#### WHAT THE EXERCISE ASKS:
From the first line to the last, copy the listing exactly and omit the pictures.

#### GIVEN RECORDS:

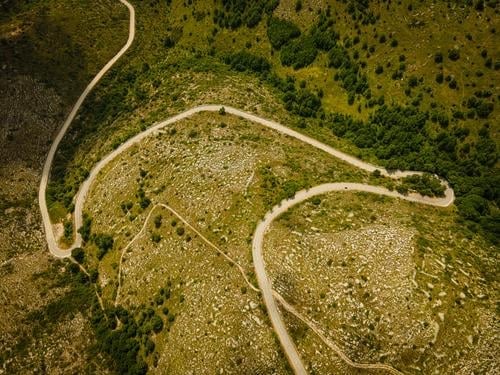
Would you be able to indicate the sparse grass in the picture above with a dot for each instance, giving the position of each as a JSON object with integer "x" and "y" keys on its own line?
{"x": 368, "y": 250}
{"x": 222, "y": 182}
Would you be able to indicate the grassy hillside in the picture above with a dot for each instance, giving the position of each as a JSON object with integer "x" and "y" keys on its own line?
{"x": 376, "y": 75}
{"x": 405, "y": 84}
{"x": 45, "y": 61}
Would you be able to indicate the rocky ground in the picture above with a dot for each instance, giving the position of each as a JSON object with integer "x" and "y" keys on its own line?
{"x": 387, "y": 282}
{"x": 214, "y": 170}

#### FINAL ANSWER:
Would you be able to indicate the sparse grass in the picture above with a dot for each instance, giving the position of each as a JSON object with integer "x" and "y" keys on its own line?
{"x": 368, "y": 250}
{"x": 222, "y": 182}
Would you be able to indicate the grassy hillside in the picture above with a dot for each instance, giving the position of each as a JSON object with integer "x" and "y" keys on its own line?
{"x": 376, "y": 75}
{"x": 405, "y": 84}
{"x": 45, "y": 61}
Would you be able to indicate the rocky ground in the picture above with a dot for each instance, giving the position of each as a JSON object with integer "x" and "y" keys on its own line?
{"x": 387, "y": 282}
{"x": 214, "y": 170}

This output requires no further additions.